▶ Task objective
Each line of the entries that mentions the string "tree" needs to be reported.

======

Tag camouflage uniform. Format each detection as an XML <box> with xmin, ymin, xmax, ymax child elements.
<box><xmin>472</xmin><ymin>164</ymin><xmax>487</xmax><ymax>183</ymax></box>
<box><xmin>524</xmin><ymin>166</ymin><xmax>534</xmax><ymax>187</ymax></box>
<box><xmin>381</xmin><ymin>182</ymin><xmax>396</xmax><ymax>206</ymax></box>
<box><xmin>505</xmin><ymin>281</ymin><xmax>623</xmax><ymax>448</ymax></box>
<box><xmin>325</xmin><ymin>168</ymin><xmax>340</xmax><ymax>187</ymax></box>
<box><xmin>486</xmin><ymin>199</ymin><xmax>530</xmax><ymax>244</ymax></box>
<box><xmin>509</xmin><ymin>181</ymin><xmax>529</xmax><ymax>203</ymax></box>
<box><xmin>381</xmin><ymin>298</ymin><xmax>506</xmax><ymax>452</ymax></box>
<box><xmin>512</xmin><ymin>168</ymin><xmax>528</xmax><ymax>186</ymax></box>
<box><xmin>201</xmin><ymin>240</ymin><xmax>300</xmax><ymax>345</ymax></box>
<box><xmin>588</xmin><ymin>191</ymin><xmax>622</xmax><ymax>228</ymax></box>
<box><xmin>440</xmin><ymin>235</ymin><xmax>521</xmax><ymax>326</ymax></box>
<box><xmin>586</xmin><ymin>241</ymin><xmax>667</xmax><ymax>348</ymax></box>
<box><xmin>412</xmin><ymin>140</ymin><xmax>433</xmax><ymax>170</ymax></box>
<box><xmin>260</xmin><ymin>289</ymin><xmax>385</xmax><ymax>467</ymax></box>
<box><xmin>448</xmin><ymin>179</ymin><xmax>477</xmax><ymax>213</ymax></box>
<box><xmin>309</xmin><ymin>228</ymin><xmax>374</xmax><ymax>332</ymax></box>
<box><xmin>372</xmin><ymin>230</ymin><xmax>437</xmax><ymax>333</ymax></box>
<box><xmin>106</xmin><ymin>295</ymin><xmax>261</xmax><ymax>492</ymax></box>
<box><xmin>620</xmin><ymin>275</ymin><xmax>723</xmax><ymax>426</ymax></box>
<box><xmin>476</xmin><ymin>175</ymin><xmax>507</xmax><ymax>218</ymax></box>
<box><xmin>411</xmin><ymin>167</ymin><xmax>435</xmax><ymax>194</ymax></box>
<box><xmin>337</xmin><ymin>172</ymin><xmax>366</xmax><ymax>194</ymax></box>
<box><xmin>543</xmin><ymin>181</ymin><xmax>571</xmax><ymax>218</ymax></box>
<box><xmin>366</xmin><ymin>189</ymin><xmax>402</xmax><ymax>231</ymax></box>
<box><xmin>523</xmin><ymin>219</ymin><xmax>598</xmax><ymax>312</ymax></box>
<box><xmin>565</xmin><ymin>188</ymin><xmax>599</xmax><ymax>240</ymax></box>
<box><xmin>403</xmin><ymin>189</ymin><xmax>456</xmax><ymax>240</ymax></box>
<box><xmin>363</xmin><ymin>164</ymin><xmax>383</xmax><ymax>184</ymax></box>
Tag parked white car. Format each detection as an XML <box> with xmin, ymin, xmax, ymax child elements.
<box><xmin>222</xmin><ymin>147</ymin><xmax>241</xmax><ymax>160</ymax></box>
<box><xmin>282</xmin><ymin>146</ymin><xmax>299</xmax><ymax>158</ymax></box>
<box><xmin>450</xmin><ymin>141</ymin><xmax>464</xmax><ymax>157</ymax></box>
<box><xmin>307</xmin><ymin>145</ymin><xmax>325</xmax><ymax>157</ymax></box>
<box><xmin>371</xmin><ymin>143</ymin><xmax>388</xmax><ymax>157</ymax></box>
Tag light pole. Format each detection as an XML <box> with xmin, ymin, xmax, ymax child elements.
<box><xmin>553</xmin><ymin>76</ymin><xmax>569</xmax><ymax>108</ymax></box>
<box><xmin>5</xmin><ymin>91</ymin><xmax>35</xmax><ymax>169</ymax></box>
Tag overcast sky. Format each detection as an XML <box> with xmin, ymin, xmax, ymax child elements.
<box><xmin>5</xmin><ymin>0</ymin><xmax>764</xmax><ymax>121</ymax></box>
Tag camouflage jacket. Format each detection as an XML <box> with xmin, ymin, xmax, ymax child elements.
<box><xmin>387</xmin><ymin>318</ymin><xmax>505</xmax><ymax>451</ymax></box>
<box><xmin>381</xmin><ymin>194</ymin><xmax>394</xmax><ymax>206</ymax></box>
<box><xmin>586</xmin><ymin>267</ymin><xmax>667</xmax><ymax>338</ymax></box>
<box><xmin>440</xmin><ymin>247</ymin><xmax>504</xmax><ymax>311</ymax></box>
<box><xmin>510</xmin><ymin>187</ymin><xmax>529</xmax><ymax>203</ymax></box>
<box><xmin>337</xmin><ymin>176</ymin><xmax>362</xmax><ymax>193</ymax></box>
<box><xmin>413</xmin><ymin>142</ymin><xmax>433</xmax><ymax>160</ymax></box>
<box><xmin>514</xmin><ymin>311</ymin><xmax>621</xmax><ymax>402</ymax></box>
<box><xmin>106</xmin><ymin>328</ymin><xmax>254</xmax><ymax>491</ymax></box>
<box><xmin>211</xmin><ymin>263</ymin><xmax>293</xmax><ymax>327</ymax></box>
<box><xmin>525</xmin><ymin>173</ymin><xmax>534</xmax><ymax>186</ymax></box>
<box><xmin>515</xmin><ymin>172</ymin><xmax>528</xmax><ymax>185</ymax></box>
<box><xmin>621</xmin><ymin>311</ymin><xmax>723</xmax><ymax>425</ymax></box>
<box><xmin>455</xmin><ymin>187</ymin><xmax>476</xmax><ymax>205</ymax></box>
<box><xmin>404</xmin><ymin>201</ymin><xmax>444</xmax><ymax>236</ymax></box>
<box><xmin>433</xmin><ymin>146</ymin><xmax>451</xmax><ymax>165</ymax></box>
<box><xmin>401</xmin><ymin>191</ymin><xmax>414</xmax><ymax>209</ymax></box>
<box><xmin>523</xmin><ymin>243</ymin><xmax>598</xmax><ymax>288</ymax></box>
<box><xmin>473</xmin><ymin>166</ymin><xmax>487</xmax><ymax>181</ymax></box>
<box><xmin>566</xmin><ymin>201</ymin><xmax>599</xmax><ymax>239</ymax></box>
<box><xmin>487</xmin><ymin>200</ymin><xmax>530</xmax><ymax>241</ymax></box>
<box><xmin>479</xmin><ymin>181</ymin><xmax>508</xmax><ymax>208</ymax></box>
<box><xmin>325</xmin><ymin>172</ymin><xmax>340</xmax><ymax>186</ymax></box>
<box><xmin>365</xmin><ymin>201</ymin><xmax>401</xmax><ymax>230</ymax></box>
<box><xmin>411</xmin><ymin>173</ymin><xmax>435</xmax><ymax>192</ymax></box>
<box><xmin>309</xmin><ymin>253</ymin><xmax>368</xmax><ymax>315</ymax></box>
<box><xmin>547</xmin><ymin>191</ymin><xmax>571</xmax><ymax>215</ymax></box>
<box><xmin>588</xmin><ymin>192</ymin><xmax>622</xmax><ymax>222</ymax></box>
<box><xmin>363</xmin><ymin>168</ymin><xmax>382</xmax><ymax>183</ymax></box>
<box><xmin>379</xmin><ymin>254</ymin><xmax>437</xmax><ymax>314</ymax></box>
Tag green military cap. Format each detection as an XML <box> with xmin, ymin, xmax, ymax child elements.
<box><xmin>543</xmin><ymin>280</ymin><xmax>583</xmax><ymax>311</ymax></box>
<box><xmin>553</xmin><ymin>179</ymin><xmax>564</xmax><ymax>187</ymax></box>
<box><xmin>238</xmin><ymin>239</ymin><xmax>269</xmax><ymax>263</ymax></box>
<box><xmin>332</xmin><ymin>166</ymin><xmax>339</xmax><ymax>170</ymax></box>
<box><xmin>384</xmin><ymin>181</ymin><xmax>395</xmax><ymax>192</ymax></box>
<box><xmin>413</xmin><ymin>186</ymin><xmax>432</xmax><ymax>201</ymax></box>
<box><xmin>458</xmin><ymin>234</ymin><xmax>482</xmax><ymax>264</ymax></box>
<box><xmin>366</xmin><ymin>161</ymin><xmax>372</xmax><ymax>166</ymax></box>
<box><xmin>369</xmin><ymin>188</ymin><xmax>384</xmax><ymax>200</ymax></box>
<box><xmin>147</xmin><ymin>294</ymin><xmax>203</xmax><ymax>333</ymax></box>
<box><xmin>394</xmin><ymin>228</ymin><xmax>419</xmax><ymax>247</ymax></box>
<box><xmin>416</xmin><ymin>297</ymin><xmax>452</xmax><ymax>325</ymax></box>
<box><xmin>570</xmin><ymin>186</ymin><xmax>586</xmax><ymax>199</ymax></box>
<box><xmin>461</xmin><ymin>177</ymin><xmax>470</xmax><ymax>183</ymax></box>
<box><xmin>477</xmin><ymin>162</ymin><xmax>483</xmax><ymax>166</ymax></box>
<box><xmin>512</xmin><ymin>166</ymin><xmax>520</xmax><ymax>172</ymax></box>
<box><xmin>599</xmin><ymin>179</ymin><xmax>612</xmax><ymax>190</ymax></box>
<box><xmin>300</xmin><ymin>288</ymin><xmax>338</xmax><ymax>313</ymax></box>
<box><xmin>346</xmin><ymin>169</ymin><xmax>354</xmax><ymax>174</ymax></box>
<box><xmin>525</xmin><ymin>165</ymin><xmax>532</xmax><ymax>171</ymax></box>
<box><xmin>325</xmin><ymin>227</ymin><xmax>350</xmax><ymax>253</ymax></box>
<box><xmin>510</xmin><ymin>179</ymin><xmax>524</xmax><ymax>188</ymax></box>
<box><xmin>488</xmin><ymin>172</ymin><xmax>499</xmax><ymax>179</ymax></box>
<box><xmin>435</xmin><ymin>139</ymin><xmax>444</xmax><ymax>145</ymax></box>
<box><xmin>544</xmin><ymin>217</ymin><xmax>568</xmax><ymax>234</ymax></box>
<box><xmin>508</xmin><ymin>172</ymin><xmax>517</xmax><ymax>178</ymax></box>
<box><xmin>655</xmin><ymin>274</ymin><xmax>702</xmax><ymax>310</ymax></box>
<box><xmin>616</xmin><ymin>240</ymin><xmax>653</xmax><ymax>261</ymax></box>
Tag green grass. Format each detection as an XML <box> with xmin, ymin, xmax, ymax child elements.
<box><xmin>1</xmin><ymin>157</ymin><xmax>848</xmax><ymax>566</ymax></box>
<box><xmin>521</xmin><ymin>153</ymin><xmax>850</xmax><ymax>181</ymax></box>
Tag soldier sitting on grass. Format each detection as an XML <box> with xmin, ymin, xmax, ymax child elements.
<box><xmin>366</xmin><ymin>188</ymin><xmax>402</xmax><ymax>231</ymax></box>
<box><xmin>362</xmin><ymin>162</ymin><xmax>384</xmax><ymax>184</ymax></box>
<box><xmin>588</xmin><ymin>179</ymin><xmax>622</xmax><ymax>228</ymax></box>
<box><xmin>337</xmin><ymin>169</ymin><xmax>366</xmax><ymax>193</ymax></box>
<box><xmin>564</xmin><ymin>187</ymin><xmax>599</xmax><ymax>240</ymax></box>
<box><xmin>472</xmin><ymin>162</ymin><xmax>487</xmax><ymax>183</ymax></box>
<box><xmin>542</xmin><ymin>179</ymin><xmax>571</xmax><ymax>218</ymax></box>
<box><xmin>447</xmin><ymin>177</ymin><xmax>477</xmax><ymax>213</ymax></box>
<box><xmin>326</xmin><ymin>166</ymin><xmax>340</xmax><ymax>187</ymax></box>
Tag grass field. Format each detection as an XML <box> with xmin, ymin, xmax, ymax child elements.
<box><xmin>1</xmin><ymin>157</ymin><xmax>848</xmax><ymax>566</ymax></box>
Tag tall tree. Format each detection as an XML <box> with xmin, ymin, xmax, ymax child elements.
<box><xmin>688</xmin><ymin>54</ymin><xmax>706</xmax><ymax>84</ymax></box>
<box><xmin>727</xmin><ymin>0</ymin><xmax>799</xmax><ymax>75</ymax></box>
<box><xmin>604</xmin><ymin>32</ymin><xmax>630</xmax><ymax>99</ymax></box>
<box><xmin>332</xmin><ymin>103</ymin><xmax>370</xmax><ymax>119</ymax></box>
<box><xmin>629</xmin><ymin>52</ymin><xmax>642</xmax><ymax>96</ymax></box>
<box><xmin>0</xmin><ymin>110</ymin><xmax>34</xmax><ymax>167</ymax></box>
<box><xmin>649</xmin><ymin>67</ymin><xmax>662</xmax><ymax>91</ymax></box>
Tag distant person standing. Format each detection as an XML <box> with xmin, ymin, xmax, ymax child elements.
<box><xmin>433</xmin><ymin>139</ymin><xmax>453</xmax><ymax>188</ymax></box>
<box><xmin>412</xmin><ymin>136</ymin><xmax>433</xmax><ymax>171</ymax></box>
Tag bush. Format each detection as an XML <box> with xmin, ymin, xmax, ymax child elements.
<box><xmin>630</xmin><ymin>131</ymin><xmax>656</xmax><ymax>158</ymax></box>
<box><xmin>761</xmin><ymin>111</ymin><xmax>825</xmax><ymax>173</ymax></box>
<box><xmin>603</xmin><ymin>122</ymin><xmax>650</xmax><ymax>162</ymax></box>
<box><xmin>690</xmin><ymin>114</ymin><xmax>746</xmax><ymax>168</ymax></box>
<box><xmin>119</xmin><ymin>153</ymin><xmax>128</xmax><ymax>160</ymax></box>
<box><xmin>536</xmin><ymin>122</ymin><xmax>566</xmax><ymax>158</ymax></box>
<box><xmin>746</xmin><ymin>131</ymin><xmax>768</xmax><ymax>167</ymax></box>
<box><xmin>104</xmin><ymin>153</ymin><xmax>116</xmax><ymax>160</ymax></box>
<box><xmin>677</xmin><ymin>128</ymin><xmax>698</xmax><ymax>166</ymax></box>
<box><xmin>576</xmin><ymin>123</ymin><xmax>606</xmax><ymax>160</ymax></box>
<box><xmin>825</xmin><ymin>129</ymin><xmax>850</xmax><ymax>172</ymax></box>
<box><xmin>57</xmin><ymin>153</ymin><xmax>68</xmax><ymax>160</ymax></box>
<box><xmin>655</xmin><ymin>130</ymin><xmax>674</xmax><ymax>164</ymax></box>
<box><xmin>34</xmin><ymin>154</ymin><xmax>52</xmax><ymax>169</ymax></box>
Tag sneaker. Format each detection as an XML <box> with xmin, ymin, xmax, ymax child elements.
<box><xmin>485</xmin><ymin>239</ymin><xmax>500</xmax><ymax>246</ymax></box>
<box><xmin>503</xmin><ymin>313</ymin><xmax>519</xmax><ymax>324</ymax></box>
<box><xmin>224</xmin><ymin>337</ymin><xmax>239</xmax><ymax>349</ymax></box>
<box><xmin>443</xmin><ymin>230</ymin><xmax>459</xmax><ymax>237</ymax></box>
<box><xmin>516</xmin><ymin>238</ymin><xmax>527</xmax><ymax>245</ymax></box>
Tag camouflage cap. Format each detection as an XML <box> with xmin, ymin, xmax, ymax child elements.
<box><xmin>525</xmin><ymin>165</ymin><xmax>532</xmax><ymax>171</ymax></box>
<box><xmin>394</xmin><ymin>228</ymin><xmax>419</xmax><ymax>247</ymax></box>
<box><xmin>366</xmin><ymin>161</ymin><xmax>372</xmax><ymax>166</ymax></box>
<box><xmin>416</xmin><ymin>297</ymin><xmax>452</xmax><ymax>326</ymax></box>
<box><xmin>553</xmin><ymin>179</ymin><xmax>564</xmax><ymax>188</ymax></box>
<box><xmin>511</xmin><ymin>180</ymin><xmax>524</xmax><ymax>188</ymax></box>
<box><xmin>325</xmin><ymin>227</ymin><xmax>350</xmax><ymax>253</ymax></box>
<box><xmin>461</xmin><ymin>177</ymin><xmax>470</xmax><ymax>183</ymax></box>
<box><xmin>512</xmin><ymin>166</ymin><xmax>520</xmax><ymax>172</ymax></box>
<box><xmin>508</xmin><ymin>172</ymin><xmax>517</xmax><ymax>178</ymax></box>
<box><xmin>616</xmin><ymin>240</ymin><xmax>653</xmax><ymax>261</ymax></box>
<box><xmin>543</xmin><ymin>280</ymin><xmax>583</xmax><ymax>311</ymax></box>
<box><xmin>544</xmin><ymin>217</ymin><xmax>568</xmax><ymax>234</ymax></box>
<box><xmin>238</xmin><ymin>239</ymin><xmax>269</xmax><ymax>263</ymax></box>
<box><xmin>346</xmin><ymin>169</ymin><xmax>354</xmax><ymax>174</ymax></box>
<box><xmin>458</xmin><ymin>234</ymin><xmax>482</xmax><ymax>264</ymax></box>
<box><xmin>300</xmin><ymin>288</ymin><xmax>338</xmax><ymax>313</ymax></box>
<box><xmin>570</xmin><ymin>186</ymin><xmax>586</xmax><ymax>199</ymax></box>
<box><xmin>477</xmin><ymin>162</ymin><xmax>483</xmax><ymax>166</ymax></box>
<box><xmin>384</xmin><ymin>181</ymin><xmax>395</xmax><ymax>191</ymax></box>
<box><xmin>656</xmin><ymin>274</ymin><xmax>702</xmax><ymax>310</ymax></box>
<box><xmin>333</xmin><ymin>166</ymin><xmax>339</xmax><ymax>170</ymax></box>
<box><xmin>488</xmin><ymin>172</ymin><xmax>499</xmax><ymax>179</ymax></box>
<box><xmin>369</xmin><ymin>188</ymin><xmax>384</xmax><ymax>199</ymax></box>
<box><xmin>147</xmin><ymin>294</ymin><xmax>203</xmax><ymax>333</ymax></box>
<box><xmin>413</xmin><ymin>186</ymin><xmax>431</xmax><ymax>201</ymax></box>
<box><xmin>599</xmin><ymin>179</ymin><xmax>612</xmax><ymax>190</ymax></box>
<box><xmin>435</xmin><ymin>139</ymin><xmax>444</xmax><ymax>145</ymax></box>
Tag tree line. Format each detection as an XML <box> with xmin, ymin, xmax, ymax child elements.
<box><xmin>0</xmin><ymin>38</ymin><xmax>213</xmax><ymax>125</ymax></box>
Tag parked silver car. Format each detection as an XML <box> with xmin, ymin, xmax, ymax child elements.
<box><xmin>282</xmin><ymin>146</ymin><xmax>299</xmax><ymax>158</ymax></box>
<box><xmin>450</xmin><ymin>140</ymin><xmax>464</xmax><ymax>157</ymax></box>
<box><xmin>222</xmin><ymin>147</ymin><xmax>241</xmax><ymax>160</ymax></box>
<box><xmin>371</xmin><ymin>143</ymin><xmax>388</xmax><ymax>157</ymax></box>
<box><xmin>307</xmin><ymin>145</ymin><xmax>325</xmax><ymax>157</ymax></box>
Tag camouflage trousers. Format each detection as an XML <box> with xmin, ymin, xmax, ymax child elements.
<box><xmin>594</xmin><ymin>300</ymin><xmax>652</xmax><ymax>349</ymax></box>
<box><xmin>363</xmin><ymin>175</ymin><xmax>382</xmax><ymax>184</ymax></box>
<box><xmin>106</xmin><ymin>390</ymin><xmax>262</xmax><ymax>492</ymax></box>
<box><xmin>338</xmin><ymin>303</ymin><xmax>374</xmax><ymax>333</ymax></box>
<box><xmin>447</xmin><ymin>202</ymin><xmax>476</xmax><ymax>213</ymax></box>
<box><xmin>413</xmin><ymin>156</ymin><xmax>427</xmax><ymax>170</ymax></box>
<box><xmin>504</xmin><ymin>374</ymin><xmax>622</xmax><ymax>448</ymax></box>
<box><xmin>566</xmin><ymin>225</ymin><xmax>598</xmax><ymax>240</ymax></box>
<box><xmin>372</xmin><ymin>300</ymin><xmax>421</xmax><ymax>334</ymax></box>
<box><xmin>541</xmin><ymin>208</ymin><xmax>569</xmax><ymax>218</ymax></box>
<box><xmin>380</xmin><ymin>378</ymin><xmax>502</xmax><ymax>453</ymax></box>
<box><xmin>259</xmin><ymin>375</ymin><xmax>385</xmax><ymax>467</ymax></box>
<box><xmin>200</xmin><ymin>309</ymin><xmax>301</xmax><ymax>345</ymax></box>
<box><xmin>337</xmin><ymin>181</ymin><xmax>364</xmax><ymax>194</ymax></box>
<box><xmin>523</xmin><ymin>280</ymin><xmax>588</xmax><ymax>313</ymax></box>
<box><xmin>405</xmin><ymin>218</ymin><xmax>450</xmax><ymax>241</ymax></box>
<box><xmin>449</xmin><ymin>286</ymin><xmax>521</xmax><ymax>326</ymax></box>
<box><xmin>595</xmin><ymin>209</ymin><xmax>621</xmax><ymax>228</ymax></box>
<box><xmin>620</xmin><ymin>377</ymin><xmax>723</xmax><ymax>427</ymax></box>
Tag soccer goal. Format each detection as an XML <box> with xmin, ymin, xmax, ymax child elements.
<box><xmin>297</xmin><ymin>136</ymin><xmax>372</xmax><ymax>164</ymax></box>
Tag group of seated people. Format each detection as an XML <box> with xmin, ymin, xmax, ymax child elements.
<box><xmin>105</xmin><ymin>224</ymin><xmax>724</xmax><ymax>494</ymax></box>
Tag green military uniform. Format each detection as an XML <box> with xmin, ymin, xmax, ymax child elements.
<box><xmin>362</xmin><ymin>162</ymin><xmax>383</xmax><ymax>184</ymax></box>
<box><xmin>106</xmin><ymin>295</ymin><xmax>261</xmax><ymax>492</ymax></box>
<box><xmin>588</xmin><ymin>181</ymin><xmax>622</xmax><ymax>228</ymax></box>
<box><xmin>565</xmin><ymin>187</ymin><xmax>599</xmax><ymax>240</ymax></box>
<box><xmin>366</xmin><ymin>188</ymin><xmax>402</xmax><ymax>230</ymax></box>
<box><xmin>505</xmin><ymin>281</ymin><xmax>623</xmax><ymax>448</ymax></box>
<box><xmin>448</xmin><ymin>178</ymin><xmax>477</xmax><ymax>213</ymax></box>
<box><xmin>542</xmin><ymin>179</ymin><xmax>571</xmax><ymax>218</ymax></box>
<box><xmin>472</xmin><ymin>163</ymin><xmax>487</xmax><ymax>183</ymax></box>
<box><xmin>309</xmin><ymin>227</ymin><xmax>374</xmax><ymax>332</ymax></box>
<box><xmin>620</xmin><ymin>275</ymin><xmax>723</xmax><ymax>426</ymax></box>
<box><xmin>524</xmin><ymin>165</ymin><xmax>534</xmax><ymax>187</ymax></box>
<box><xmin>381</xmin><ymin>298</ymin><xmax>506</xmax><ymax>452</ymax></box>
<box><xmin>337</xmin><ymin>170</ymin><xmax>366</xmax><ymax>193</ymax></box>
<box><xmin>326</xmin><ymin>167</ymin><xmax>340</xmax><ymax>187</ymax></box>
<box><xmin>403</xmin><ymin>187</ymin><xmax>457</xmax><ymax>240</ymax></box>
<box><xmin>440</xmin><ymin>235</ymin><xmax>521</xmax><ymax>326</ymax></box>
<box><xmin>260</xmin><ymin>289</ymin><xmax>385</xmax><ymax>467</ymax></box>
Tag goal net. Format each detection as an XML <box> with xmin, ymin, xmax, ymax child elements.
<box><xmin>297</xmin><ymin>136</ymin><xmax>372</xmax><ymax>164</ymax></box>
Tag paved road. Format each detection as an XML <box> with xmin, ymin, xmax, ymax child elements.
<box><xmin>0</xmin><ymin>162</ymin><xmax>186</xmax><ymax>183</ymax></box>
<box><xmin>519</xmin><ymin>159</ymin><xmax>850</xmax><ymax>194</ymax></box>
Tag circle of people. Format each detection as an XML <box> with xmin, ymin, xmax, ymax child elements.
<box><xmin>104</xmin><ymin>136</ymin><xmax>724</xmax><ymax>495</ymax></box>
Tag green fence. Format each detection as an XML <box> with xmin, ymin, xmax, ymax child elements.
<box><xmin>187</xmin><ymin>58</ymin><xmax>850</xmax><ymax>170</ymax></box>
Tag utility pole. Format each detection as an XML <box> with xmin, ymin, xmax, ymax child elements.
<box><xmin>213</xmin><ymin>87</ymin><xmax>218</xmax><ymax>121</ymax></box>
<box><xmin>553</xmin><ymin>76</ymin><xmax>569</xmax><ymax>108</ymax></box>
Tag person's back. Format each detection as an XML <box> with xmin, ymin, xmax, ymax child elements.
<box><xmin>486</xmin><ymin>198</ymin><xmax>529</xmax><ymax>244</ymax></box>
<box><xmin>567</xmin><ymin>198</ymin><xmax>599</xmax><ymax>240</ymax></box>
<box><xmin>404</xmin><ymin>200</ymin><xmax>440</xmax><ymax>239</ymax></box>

======

▶ Exercise solution
Tag tall tree. Format each detection as an XML <box> with xmin, ymin, xmax, ymax child elements.
Tag tree line. Format each detection as an XML <box> with xmin, ymin, xmax, ymax child elements.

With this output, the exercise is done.